**Work request**
Nothing in the records may be altered, so transcribe them exactly.

**Data under study**
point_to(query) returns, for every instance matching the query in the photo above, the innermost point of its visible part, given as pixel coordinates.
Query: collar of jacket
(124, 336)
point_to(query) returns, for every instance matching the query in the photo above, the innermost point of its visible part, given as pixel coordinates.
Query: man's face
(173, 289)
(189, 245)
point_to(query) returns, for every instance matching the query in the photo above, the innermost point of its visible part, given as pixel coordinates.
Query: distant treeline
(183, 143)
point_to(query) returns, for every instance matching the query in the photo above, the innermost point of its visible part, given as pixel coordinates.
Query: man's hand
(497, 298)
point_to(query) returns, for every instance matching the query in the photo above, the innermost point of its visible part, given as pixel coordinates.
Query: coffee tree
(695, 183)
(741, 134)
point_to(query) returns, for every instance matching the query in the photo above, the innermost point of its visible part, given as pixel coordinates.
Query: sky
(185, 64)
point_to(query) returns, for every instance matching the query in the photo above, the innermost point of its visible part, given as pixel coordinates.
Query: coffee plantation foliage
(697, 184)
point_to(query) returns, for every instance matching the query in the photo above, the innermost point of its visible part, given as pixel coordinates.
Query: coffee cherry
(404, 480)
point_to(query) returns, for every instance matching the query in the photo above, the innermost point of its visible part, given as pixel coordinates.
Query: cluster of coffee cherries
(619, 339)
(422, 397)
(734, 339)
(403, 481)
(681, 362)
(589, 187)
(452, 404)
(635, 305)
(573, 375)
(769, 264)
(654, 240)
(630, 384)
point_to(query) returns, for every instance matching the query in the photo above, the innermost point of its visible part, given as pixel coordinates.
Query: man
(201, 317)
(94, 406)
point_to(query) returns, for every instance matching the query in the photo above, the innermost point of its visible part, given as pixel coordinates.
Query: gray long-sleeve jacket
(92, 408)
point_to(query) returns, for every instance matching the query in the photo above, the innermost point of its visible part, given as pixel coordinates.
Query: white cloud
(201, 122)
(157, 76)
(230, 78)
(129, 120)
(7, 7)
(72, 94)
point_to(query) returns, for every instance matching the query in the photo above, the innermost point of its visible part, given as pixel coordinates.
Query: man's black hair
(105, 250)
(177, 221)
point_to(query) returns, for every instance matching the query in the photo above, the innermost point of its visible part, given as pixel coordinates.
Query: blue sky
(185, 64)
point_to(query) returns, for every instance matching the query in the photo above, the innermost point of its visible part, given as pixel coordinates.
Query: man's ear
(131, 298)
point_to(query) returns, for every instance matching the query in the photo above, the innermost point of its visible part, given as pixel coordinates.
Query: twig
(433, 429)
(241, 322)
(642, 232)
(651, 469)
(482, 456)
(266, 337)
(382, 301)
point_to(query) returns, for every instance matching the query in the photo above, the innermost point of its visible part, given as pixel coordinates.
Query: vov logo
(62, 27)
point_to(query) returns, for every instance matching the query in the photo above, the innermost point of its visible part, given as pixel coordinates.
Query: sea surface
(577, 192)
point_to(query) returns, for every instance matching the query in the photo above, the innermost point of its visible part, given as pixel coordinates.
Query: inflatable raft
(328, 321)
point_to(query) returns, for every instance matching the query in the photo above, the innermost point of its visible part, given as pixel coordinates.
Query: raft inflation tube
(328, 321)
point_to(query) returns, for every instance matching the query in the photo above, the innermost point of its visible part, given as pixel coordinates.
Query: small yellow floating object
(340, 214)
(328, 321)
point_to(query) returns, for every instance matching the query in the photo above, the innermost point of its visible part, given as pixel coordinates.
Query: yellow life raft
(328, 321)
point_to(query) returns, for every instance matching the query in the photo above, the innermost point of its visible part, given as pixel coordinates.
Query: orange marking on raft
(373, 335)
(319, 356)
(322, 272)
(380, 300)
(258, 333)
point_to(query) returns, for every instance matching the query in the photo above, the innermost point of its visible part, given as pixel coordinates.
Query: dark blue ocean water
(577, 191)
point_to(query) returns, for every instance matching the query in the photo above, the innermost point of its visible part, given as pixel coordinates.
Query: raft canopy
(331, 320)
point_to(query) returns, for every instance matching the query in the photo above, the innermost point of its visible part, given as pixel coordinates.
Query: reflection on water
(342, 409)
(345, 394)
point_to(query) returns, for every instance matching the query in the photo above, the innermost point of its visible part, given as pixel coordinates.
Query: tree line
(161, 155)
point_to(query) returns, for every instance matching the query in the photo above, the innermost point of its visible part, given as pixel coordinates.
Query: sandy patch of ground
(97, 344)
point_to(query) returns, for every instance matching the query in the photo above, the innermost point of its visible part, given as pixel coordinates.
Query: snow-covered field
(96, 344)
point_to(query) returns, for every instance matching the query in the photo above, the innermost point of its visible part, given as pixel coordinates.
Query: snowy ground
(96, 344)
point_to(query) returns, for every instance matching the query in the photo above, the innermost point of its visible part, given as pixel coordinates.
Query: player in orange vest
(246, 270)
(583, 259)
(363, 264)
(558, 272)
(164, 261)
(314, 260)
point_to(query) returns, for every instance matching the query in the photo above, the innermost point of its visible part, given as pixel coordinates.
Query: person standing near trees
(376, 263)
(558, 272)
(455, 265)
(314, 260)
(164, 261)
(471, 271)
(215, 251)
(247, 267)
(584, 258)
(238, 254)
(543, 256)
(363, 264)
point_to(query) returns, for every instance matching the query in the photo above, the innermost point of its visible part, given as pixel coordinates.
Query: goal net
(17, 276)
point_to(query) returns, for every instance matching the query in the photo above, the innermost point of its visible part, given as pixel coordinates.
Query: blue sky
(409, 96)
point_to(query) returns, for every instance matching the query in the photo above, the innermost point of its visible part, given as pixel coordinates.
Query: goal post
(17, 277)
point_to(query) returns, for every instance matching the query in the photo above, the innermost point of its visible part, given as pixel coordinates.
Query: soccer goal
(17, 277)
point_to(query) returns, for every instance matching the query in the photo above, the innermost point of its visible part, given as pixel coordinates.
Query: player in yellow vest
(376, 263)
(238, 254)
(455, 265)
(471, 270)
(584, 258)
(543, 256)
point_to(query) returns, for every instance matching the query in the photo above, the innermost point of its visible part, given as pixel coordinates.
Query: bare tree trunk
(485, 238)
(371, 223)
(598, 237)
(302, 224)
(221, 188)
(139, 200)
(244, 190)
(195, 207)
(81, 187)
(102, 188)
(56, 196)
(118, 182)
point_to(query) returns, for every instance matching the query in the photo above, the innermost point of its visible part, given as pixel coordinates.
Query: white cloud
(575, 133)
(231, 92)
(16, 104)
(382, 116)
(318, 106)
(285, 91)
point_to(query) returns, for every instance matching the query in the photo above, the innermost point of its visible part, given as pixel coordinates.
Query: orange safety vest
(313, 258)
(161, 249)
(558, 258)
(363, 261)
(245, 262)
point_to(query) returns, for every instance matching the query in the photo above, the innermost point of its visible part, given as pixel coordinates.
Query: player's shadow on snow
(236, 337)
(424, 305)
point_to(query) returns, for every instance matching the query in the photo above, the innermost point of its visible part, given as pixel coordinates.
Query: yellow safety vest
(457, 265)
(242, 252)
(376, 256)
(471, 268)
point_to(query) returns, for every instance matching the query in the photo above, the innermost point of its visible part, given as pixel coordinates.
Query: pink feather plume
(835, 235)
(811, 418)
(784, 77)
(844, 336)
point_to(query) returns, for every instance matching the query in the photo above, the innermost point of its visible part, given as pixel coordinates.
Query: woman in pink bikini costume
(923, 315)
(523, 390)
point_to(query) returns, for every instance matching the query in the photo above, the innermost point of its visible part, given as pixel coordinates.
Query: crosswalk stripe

**Answer area**
point_to(query) returns, for every instance matching the query in the photo above, the innermost point of its visible part, given as pixel coordinates.
Query: collar of jacket
(124, 336)
point_to(query) returns, for every instance matching the query in the photo above, the innermost point of its visible part, given as pixel coordinates.
Query: man's face
(173, 289)
(189, 245)
point_to(query) returns, for every instance matching the query in the photo above, the innermost point of its visible part, given as pixel coordinates.
Query: distant treeline
(183, 143)
point_to(query) returns, for every instance matching the query in the photo above, the innermost point of its visible part, given as pixel coordinates.
Query: man's hand
(497, 298)
point_to(query) returns, for every instance matching the query in the photo above, the innermost point of its visible part, given as pixel coordinates.
Query: coffee tree
(695, 183)
(741, 134)
point_to(query) returns, for every instance matching the query in the photo above, the innermost point of its visible part, given as pixel coordinates.
Query: sky
(185, 64)
point_to(query) returns, for every instance matching the query in the photo above, the innermost point of its visible part, given as pixel coordinates.
Query: coffee plantation foliage
(697, 184)
point_to(query) returns, for every instance matching the query in the photo above, the innermost point of its visible part, given as pixel coordinates.
Query: coffee cherry
(404, 480)
point_to(query) returns, for every instance matching the query in the photo above, the innermost point of its visible part, given as pixel coordinates.
Query: cluster of coffee cherries
(619, 339)
(422, 397)
(734, 339)
(403, 481)
(681, 362)
(589, 187)
(452, 404)
(635, 305)
(573, 375)
(769, 264)
(654, 240)
(630, 384)
point_to(query) returns, for every instance matching the query in the photo above, the innermost point of its visible part, given as pixel coordinates.
Query: man
(201, 317)
(94, 406)
point_to(query) returns, for every instance matching the query in the photo above, the innermost point of its visible part, given as pixel coordinates.
Query: gray long-sleeve jacket
(92, 408)
point_to(query) returns, for every instance matching the query in the photo above, the innermost point of its visible part, given as pixel coordinates.
Query: white cloud
(201, 122)
(157, 76)
(230, 78)
(129, 120)
(7, 7)
(72, 94)
point_to(query) returns, for every instance matching the query in the photo above, the innermost point of its visible part, given as pixel coordinates.
Query: man's black hair
(105, 250)
(177, 221)
point_to(query) returns, for every instance matching the query in the photo above, the innermost point of its visible part, given as pixel coordinates.
Query: blue sky
(185, 64)
point_to(query) returns, for every instance matching the query in the photo above, the innermost point of its visible part, given as pixel coordinates.
Query: man's ear
(131, 298)
point_to(query) returns, for every instance matching the query in the photo above, the innermost point of its visible part, given as pixel coordinates.
Query: twig
(433, 429)
(241, 322)
(642, 232)
(651, 469)
(482, 456)
(266, 337)
(382, 301)
point_to(query) returns, for every instance matching the query in the photo above, the innermost point of its visible part, given as pixel coordinates.
Query: vov logo
(62, 27)
point_to(query) returns, for every instance matching the query in the photo above, the innermost point of its visible part, given as pixel coordinates.
Query: sea surface
(577, 192)
point_to(query) returns, for every instance matching the query in the photo above, the innermost point of its visible part, given as pixel coordinates.
Query: inflatable raft
(328, 321)
point_to(query) returns, for every instance matching the query in the photo above, the innermost point of its visible part, given as pixel coordinates.
Query: raft inflation tube
(328, 321)
point_to(query) returns, for every instance matching the query in the photo above, the innermost point of its visible part, given as pixel coordinates.
Query: small yellow floating object
(340, 214)
(328, 321)
point_to(query) returns, for every instance matching the query in the photo above, the innermost point of its visible part, given as pixel coordinates.
Query: yellow life raft
(328, 321)
point_to(query) returns, for every instance matching the query in the photo above, the innermost point of its visible part, given as pixel coordinates.
Query: orange marking on raft
(373, 335)
(319, 356)
(322, 272)
(380, 300)
(258, 333)
point_to(query) returns, for every instance matching the query in the photo above, the innermost point of its visible part, given as pixel coordinates.
Query: dark blue ocean water
(577, 191)
point_to(query) returns, for every instance matching the query in the photo above, the innermost point of its visible part, given as pixel coordinates.
Query: raft canopy
(331, 320)
point_to(query) returns, for every instance matching the query in the photo above, the innermost point of its visible part, given as pixel coordinates.
Query: reflection on water
(342, 409)
(345, 394)
point_to(query) returns, for every instance matching the query in the photo above, the innermost point of its visible part, given as pixel coordinates.
Query: tree line
(161, 155)
point_to(query) returns, for every instance matching the query in the photo above, the innermost point of its visible part, given as pixel coordinates.
Query: sandy patch of ground
(97, 344)
point_to(query) returns, for every instance matching the query in the photo above, the innermost point of its visible part, given as pixel coordinates.
Query: snow-covered field
(96, 344)
point_to(query) returns, for every instance matching the query in the photo above, the innermost point of its visible part, given as pixel coordinates.
Query: snowy ground
(96, 344)
point_to(query) returns, for every instance matching the query in the photo above, the innermost point of its visible part, given as pixel coordinates.
Query: player in orange vest
(246, 270)
(583, 259)
(363, 264)
(558, 272)
(164, 261)
(314, 260)
point_to(query) returns, for every instance matching the query in the photo above, the innermost point of its visible part, given as pixel coordinates.
Query: person standing near trees
(376, 263)
(558, 272)
(455, 265)
(314, 260)
(164, 261)
(471, 271)
(215, 251)
(247, 267)
(584, 258)
(238, 254)
(543, 256)
(363, 264)
point_to(query) returns, for every instance matching the query in the photo above, the innermost point of its visible part, given as pixel coordinates.
Query: goal net
(17, 276)
point_to(query) returns, for every instance matching the query in the photo above, the innermost point of its visible part, given as pixel coordinates.
Query: blue sky
(409, 96)
point_to(query) returns, for every instance matching the query in the photo above, the innermost point of its visible part, given as pixel coordinates.
Query: goal post
(17, 277)
point_to(query) returns, for every instance matching the query in the photo above, the innermost point of its visible part, given as pixel coordinates.
Query: soccer goal
(17, 277)
point_to(query) returns, for every instance matching the query in the photo above, the innermost point of its visible part, given as pixel coordinates.
Query: player in yellow vest
(376, 263)
(238, 254)
(455, 265)
(471, 270)
(584, 258)
(543, 256)
point_to(query) returns, for every instance matching the query in the photo above, the innermost point of its visible part, given as pixel coordinates.
Query: bare tree trunk
(485, 238)
(371, 223)
(598, 237)
(302, 224)
(221, 188)
(139, 200)
(244, 190)
(195, 207)
(81, 187)
(102, 188)
(56, 196)
(118, 182)
point_to(query) returns, for every instance matching the query in the photo above, the innermost point of its visible part, given as pixel coordinates.
Query: white cloud
(575, 133)
(231, 92)
(16, 104)
(382, 116)
(318, 106)
(285, 91)
point_to(query) returns, for every instance matching the query in the photo above, the innermost point of its visible part, given as pixel coordinates.
Query: orange safety vest
(313, 258)
(161, 249)
(558, 258)
(363, 261)
(245, 262)
point_to(query) returns, for every instance matching the query in the photo above, the innermost point of its visible part, given as pixel coordinates.
Query: player's shadow on snow
(236, 337)
(424, 305)
point_to(query) returns, for every instance matching the query in the photo above, the innermost point of its visible part, given as pixel coordinates.
Query: yellow safety vest
(457, 265)
(242, 252)
(376, 256)
(471, 268)
point_to(query) returns, for every instance matching the query in the photo above, the innermost point of its visible part, given as pixel coordinates.
Query: pink feather plume
(835, 235)
(811, 418)
(784, 77)
(844, 336)
point_to(query) returns, for every instance matching the query in the photo above, the innermost point of its visible part, given as pixel coordinates.
Query: woman in pink bikini costume
(923, 315)
(523, 390)
point_to(query) returns, for every instance matching the query in the photo above, the innermost point of its visible part, given as pixel coordinates.
Query: crosswalk stripe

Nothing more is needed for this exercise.